*** Opening DOCUMENT PASSAGE ***

This column was provided by San Benito resident and amateur astronomer David Baumgartner as part of a local series on astronomy.
Well, I think the gods have made it official now; they want the skies for themselves. For neither God, father time, or mother nature, who ever is in charge of the weather, want us to be avid astronomers. If they did, they wouldn’t have clouded up the most important planned evenings of the month for us.
I somehow picture the three of them being perched up high above looking down on us and that maybe they just want the wonders the night skies for themselves. Otherwise, they certainly would be giving us better skies more often. Or maybe they just like to play a good joke on us now and then, getting us all flustered.
Well, I don’t know what it is, but it does seem that every time we plan on going out on a special night and do some serious star gazing (see my March article on the Messier Marathon) it clouds up and we miss everything. All we can do is try to be more patient, I guess, and wait till it clears up for the next time. It will happen you know. I believe it just makes us more appreciative when it does clear up. OK gods; you win this time.
While you are waiting for the Messier Marathon check out the V shape in the constellation Taurus the Bull and Pleiades, also known as the Seven Sisters or Milk Dipper. Both are two of the easiest open clusters you can find with the naked eye.
And if you do anything at all this month make sure you take a good look at the constellation Orion before it disappears for the year. Just locate the three bright stars forming Orion’s belt, and just below the belt in Orion’s sword you will find the most spectacular nebula in the heavens, called Orion’s Nebula.
You will need at least a good pair of binoculars to appreciate it. But if you have a telescope of any size you are in for a beautiful sight. I find myself admiring this nebula every time I go out at night during the winter with my scope. And I seem to feel a little sad when it goes down below the horizon for the last time, knowing I won’t get another glimpse of this spectacular nebula until next winter.

*** Closing DOCUMENT PASSAGE ***
*** Opening RECORDED DATA ***

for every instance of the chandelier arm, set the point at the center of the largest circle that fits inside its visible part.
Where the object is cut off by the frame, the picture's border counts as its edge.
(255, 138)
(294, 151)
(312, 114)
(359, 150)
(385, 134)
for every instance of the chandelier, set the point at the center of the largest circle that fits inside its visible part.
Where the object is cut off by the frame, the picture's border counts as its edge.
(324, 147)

*** Closing RECORDED DATA ***
*** Opening RECORDED DATA ***

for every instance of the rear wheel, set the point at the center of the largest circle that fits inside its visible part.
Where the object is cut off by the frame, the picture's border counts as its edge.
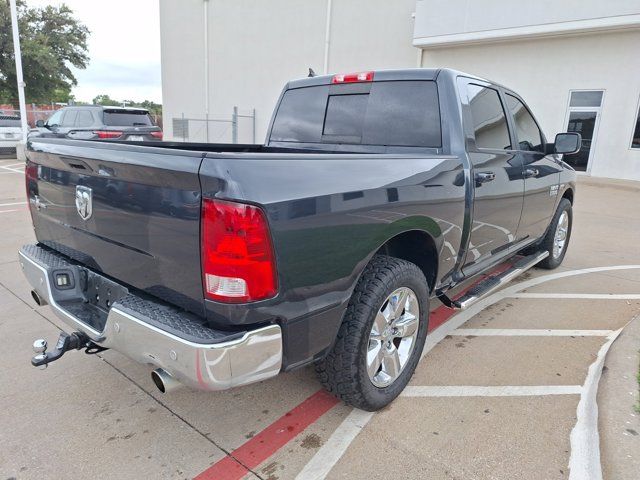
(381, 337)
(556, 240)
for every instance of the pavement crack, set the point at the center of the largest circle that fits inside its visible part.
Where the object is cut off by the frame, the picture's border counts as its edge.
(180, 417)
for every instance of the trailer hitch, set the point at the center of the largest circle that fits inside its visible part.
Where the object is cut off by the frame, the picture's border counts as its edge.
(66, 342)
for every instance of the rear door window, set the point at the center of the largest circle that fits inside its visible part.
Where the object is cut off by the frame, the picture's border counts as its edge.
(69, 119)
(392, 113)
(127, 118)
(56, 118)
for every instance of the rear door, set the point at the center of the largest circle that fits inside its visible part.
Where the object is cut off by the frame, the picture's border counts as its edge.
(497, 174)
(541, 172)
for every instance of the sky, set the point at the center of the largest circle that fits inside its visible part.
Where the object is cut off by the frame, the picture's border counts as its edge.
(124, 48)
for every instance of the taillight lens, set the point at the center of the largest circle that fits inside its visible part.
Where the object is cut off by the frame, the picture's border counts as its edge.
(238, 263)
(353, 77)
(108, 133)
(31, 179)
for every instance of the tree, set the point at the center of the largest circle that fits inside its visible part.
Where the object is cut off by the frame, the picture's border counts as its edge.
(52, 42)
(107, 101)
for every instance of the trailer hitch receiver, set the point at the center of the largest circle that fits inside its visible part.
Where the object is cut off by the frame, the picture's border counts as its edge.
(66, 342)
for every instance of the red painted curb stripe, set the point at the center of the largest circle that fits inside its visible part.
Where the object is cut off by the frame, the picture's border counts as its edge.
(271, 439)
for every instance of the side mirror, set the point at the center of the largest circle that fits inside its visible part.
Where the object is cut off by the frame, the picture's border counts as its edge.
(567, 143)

*** Closing RECORDED DATA ***
*** Opening RECORDED DATA ***

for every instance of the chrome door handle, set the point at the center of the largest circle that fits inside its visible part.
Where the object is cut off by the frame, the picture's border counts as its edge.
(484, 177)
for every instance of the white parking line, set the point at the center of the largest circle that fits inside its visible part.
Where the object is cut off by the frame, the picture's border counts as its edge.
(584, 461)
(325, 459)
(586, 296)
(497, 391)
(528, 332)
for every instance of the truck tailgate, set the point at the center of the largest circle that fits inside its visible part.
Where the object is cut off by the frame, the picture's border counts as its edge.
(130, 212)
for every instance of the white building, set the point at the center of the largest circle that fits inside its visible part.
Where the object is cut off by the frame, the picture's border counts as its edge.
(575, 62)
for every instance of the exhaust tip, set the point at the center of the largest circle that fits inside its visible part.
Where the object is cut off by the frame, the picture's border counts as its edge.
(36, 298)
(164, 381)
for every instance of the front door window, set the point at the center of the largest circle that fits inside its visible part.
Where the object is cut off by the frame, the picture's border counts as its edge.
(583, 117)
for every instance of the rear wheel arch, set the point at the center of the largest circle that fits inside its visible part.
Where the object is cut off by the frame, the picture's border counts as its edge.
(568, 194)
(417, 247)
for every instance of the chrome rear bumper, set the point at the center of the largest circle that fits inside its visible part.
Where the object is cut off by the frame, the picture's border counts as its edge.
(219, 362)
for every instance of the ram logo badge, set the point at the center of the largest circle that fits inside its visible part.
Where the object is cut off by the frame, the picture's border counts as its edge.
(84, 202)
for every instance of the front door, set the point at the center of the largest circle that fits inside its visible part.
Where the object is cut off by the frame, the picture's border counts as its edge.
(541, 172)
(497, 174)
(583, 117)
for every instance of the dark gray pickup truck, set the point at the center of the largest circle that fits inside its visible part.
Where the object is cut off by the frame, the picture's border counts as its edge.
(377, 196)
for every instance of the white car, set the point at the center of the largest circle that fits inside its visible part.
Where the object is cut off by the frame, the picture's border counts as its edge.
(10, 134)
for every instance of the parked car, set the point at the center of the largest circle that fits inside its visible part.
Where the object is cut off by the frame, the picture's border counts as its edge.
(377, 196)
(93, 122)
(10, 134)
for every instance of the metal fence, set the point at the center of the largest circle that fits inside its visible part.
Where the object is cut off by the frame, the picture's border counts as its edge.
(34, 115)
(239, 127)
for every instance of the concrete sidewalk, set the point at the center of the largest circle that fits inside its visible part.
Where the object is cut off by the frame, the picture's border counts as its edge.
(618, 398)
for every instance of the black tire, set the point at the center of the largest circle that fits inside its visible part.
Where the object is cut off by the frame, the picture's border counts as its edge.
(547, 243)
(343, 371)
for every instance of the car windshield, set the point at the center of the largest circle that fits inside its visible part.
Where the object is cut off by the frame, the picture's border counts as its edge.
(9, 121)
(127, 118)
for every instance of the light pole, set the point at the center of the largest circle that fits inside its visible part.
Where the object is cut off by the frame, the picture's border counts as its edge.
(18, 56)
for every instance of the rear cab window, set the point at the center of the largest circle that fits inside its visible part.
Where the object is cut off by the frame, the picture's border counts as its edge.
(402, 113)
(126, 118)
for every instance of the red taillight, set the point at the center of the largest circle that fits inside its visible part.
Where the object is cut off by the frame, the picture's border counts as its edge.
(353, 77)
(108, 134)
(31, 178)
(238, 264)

*** Closing RECORDED DATA ***

→ **TASK STATEMENT**: Copy the part of the astronomy column between "I somehow picture" and "win this time.", inclusive. Rely only on the astronomy column for what follows, not on the entries.

→ **COMPLETED EXERCISE**:
I somehow picture the three of them being perched up high above looking down on us and that maybe they just want the wonders the night skies for themselves. Otherwise, they certainly would be giving us better skies more often. Or maybe they just like to play a good joke on us now and then, getting us all flustered.
Well, I don’t know what it is, but it does seem that every time we plan on going out on a special night and do some serious star gazing (see my March article on the Messier Marathon) it clouds up and we miss everything. All we can do is try to be more patient, I guess, and wait till it clears up for the next time. It will happen you know. I believe it just makes us more appreciative when it does clear up. OK gods; you win this time.